_TASK BRIEF:_ Below are records to return verbatim; the pictures are to be dropped.

_PROVIDED MATERIAL:_
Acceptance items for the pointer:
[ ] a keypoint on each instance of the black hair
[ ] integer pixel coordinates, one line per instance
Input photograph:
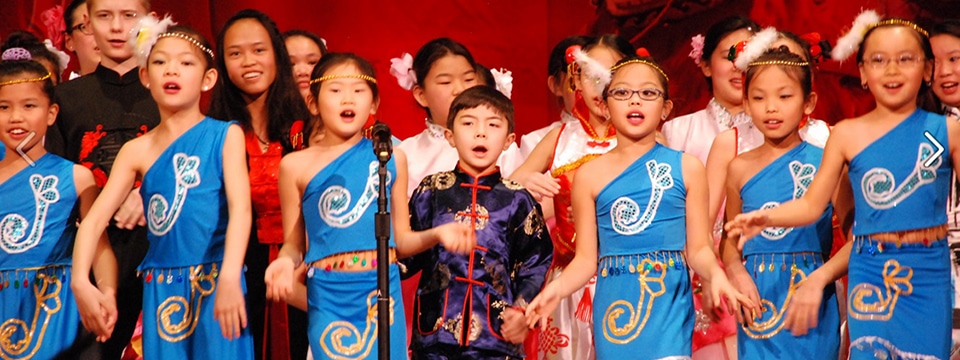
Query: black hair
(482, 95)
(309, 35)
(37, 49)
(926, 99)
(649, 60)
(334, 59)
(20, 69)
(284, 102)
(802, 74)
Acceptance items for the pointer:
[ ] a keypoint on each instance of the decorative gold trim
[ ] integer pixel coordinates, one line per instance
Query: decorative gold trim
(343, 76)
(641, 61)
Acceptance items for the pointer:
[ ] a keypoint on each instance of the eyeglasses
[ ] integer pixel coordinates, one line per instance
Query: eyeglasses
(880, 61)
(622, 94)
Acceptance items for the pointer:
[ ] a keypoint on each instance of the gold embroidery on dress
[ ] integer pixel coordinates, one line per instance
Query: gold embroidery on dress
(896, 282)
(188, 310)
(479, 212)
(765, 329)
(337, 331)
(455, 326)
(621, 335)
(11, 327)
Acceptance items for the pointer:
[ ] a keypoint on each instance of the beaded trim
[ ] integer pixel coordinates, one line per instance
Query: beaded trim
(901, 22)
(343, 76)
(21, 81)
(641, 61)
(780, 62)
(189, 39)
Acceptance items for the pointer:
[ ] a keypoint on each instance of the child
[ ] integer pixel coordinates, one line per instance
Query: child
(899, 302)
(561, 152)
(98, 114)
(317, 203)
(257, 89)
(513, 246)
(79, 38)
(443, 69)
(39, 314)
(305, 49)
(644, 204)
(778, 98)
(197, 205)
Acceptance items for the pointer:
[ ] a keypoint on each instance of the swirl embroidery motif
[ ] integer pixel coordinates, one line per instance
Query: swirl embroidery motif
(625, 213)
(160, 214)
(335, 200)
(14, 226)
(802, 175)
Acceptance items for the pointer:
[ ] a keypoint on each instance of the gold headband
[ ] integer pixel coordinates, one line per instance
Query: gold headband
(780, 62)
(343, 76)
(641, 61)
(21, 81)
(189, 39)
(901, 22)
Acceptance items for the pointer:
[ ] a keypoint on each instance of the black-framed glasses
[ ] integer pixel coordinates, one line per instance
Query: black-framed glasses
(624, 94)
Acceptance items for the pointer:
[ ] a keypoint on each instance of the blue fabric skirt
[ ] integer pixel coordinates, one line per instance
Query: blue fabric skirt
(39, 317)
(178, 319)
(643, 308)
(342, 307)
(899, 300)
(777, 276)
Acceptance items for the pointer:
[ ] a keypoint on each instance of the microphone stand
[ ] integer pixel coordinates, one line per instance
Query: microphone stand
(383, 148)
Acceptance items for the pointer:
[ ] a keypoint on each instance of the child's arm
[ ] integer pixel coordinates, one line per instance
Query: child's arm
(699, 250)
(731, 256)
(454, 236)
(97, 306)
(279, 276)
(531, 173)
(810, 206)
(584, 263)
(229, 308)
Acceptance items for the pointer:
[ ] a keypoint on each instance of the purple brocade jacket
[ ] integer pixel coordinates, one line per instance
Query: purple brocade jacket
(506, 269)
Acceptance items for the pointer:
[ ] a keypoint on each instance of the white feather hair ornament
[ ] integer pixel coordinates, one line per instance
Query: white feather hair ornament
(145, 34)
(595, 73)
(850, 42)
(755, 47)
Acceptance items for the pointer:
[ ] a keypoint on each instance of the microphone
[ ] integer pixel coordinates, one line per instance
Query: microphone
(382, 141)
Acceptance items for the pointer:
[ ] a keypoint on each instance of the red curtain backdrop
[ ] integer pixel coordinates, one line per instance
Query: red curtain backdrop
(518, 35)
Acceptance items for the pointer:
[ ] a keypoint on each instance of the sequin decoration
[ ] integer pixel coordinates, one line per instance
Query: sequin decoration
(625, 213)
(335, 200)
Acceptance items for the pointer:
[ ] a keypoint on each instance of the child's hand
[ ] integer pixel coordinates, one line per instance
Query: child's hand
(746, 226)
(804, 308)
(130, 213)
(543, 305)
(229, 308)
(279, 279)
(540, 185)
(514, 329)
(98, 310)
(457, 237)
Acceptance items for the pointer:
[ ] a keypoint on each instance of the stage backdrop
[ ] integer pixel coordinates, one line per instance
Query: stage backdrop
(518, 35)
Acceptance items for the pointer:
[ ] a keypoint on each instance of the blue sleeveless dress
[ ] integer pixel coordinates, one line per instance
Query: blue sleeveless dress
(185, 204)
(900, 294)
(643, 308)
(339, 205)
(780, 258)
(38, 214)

_EXERCISE RESPONSE:_
Acceptance items for the pointer:
[ ] a keypoint on each instance of the black hair
[ ] integer pixel coordinates, one line per instance
Input photograph:
Query: black hair
(482, 95)
(309, 35)
(37, 49)
(926, 99)
(649, 60)
(334, 59)
(20, 69)
(284, 102)
(802, 74)
Acceptance items for the pointer:
[ ] a keypoint on each instance of the decorative gold trim
[ ] integer pixel coordinates, one line per instance
Query: decorative gold trim
(343, 76)
(641, 61)
Acceptance items for the pointer:
[ ] a keypoint on each instance of the eyeglasses
[ ] integer pixel coordinates, one line per instance
Query: eyeglasses
(880, 61)
(622, 94)
Acceptance items for the pointer:
[ ] a keypoint on each instance of the gold embroidery on dress
[ ] integer pixel coordinates, one line per instance
Query: gold embroidery on dress
(896, 282)
(188, 310)
(479, 212)
(765, 329)
(337, 331)
(455, 326)
(621, 335)
(11, 327)
Acceptance items for the pointer:
[ ] a keypoint on each instance of the beaded trim
[ ] integer pixel coordinates, one line per instance
Query: beaded trim
(901, 22)
(343, 76)
(21, 81)
(641, 61)
(780, 62)
(189, 39)
Acceptance items for the pointer:
[ ] a keypoint on each instance of the child
[ ] integer pixel coordinates, one line per instance
Query: child
(899, 302)
(561, 152)
(98, 114)
(317, 203)
(257, 89)
(513, 246)
(79, 38)
(443, 69)
(39, 314)
(305, 49)
(644, 204)
(778, 98)
(197, 205)
Acceptance items for the pointer:
[ ] a keypoint on each instance of the swirl embroidery motif
[ ] integer pixel coordinates, one line per instance
Query: swirl embroidery motif
(625, 213)
(160, 214)
(335, 200)
(14, 226)
(802, 175)
Acceptance items for the pointer:
[ ] a keypoint on each instance of the gold headband
[ ] integer pixel coordinates, one line per instance
Query: gold headband
(780, 62)
(343, 76)
(641, 61)
(21, 81)
(189, 39)
(901, 22)
Acceptance items for the pointer:
[ ] a keypoint on each instance of the black-framed glasses
[ ] integer pixel coordinates, one line per instance
Query: black-framed glasses
(624, 94)
Acceptance items for the pointer:
[ ] a keypoint on each instance of the blue fabric skirt
[ ] integer pixel coordinates, one line per instance
Query: blue fabric skirt
(39, 317)
(178, 319)
(643, 308)
(342, 307)
(899, 300)
(777, 276)
Acceptance items for the pointer:
[ ] a keypoint on each instance of the microphone stand
[ ] integer pixel coordinates, one line per instance
Query: microphone stand
(383, 148)
Acceptance items for the pointer:
[ ] a keypoint on each instance of the child's arm
[ ] integer pixel coordinates, one line per instance
Query: child's arm
(699, 250)
(731, 256)
(454, 236)
(97, 306)
(279, 276)
(531, 173)
(810, 206)
(584, 263)
(229, 308)
Acceptance items for the pointer:
[ ] a keypoint on each instance of the purple brocade jacket
[ ] integer pixel coordinates, one line per instance
Query: purple brocade jacket
(506, 269)
Acceptance items for the pointer:
[ ] a keypoint on each instance of the white feather hair ornament
[ ] integer pixel coordinates, one line per instance
Query: white feather hair ornament
(145, 34)
(595, 73)
(850, 42)
(755, 47)
Acceptance items for the pointer:
[ ] a keypoint on each instance of the microphone
[ ] integer pixel coordinates, one line per instance
Query: microphone
(382, 141)
Acceptance items for the pointer:
[ ] a keypoint on each instance of the red curtain backdrop
[ ] integer pixel coordinates, one line per instance
Query: red curtain backdrop
(518, 35)
Acceptance items for the pointer:
[ ] a keypoint on each instance of the sequin decoration
[ ] integer pixel coordinates, one line per instance
Query: sequin decoration
(625, 213)
(335, 200)
Acceptance items for the pointer:
[ ] a keypoint on each instance of the child's hand
[ ] integer pixel coordinates, one line per instance
Query: child's hand
(746, 226)
(804, 308)
(130, 213)
(543, 305)
(229, 308)
(279, 279)
(540, 185)
(514, 329)
(98, 310)
(457, 237)
Acceptance items for the pointer:
[ ] a keypoint on each instance of the stage backdrop
[ ] integer pixel coordinates, one line per instance
Query: stage backdrop
(518, 35)
Acceptance items for the pointer:
[ ] a keypoint on each instance of the blue sleeveless dress
[ ] integer pixel coordinates, one line per instance
Query: blue sleeveless dress
(185, 204)
(900, 294)
(643, 308)
(339, 205)
(780, 258)
(38, 214)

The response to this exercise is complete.